- _SHORT TASK_
Repeat the whole listing below word for word, without the pictures.

- _RAW DATA_
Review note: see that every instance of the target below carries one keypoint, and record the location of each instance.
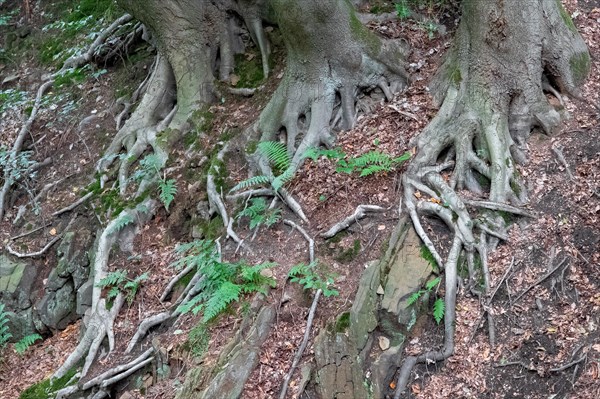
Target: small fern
(280, 161)
(24, 344)
(439, 308)
(259, 214)
(167, 190)
(222, 282)
(253, 181)
(276, 153)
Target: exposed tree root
(491, 101)
(311, 313)
(360, 212)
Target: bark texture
(331, 57)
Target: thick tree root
(491, 101)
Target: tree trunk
(331, 58)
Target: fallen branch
(311, 316)
(146, 325)
(360, 212)
(540, 280)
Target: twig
(311, 242)
(540, 280)
(43, 250)
(360, 212)
(311, 316)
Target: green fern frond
(414, 298)
(282, 179)
(276, 153)
(121, 222)
(439, 308)
(168, 189)
(228, 292)
(253, 181)
(26, 342)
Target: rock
(384, 343)
(408, 274)
(57, 308)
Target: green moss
(363, 35)
(580, 67)
(565, 16)
(342, 323)
(198, 340)
(249, 70)
(42, 389)
(349, 254)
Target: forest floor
(547, 340)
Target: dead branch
(495, 206)
(298, 356)
(360, 212)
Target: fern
(121, 222)
(113, 279)
(222, 282)
(276, 153)
(167, 189)
(5, 335)
(226, 293)
(439, 308)
(24, 344)
(259, 214)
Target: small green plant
(280, 161)
(5, 335)
(150, 168)
(312, 277)
(439, 306)
(222, 282)
(367, 164)
(117, 282)
(259, 214)
(25, 342)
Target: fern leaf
(439, 308)
(227, 293)
(433, 283)
(168, 189)
(253, 181)
(26, 342)
(276, 153)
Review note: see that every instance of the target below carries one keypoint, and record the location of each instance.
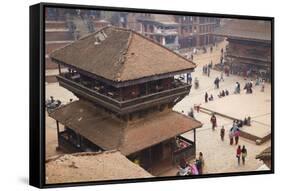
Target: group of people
(248, 87)
(208, 98)
(234, 134)
(223, 93)
(207, 68)
(241, 153)
(185, 168)
(217, 83)
(237, 88)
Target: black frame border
(37, 94)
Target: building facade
(126, 99)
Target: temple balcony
(117, 100)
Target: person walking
(244, 154)
(221, 79)
(262, 86)
(213, 121)
(216, 82)
(236, 136)
(222, 132)
(206, 97)
(231, 136)
(201, 163)
(238, 154)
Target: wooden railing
(117, 105)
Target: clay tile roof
(246, 29)
(265, 154)
(88, 166)
(111, 133)
(121, 55)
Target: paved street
(219, 155)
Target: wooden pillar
(146, 88)
(121, 94)
(194, 139)
(59, 69)
(58, 131)
(150, 159)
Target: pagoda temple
(127, 85)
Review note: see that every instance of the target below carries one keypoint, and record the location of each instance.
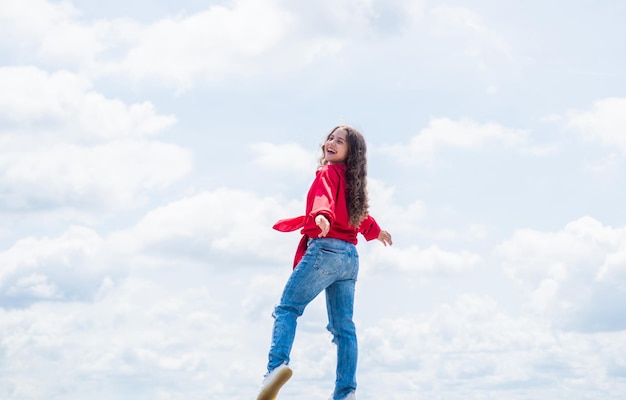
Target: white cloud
(69, 267)
(413, 259)
(605, 122)
(287, 157)
(65, 144)
(443, 132)
(472, 344)
(103, 177)
(222, 224)
(65, 104)
(576, 277)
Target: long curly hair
(356, 174)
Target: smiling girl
(326, 260)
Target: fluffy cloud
(413, 259)
(443, 132)
(576, 277)
(64, 144)
(240, 39)
(68, 268)
(475, 345)
(290, 157)
(605, 122)
(225, 223)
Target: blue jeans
(331, 265)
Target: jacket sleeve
(324, 195)
(369, 228)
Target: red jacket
(327, 196)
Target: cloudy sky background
(146, 148)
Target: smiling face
(336, 146)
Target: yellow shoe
(273, 381)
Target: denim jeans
(331, 265)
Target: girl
(326, 259)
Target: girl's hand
(385, 238)
(323, 224)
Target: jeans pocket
(329, 261)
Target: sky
(147, 148)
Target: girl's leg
(316, 271)
(340, 306)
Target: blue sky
(146, 148)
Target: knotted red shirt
(327, 196)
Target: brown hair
(356, 174)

- _TASK SOLUTION_
Review note: see that every instance of the target below carries one keypoint, and record the location of each instance.
Target: small fern
(280, 161)
(24, 344)
(439, 308)
(259, 214)
(167, 190)
(222, 282)
(253, 181)
(276, 153)
Target: exposed tree root
(491, 101)
(311, 313)
(360, 212)
Target: bark texture
(331, 57)
Target: thick tree root
(491, 101)
Target: tree trunk
(331, 58)
Target: fallen branch
(311, 316)
(146, 325)
(360, 212)
(540, 280)
Target: twig
(311, 242)
(540, 280)
(43, 250)
(360, 212)
(311, 316)
Target: green fern frond
(414, 298)
(282, 179)
(276, 153)
(121, 222)
(439, 308)
(168, 189)
(228, 292)
(253, 181)
(26, 342)
Target: rock
(384, 343)
(408, 274)
(57, 308)
Target: green moss
(363, 35)
(580, 67)
(565, 16)
(342, 323)
(198, 340)
(249, 70)
(42, 389)
(349, 254)
Target: forest floor
(547, 340)
Target: dead branch
(495, 206)
(298, 356)
(360, 212)
Target: fern
(121, 222)
(113, 279)
(222, 282)
(276, 153)
(167, 189)
(5, 335)
(226, 293)
(439, 308)
(24, 344)
(259, 214)
Target: small green plant
(280, 161)
(5, 335)
(150, 168)
(312, 277)
(439, 306)
(222, 282)
(367, 164)
(117, 282)
(259, 214)
(25, 342)
Target: fern leaf
(439, 308)
(227, 293)
(433, 283)
(168, 189)
(253, 181)
(26, 342)
(276, 153)
Review note: see that every instance of the target below carries one keypoint, and record the location of each instance.
Target: group of people
(248, 87)
(208, 98)
(234, 134)
(223, 93)
(207, 68)
(241, 153)
(185, 168)
(217, 83)
(237, 88)
Target: black frame border
(37, 94)
Target: building facade
(126, 99)
Target: temple balcony
(117, 100)
Target: person walking
(244, 154)
(221, 79)
(262, 86)
(213, 121)
(216, 82)
(236, 136)
(222, 132)
(206, 97)
(231, 136)
(201, 163)
(238, 154)
Target: wooden railing
(117, 105)
Target: clay tile roof
(246, 29)
(265, 154)
(88, 166)
(111, 133)
(121, 55)
Target: paved street
(219, 155)
Target: wooden pillar
(146, 88)
(121, 94)
(194, 139)
(59, 69)
(58, 131)
(150, 159)
Target: pagoda temple
(127, 85)
Review note: see that every instance of the target below carries one keypoint, and record the location of each instance.
Target: white cloud
(69, 267)
(413, 259)
(605, 122)
(287, 157)
(65, 144)
(443, 132)
(472, 344)
(103, 177)
(222, 224)
(65, 104)
(576, 277)
Target: long curly hair
(356, 174)
Target: smiling girl
(326, 260)
Target: fluffy cloud
(413, 259)
(443, 132)
(576, 277)
(64, 144)
(240, 39)
(68, 268)
(475, 345)
(290, 157)
(605, 122)
(225, 223)
Target: blue jeans
(331, 265)
Target: jacket sleeve
(324, 195)
(369, 228)
Target: red jacket
(327, 196)
Target: cloudy sky background
(146, 148)
Target: smiling face
(336, 146)
Target: yellow shoe
(273, 381)
Target: denim jeans
(331, 265)
Target: girl
(326, 259)
Target: girl's hand
(385, 238)
(323, 224)
Target: jeans pocket
(329, 261)
Target: sky
(147, 148)
Target: girl's leg
(316, 271)
(340, 306)
Target: blue sky
(146, 148)
Target: knotted red shirt
(327, 196)
Target: brown hair
(356, 174)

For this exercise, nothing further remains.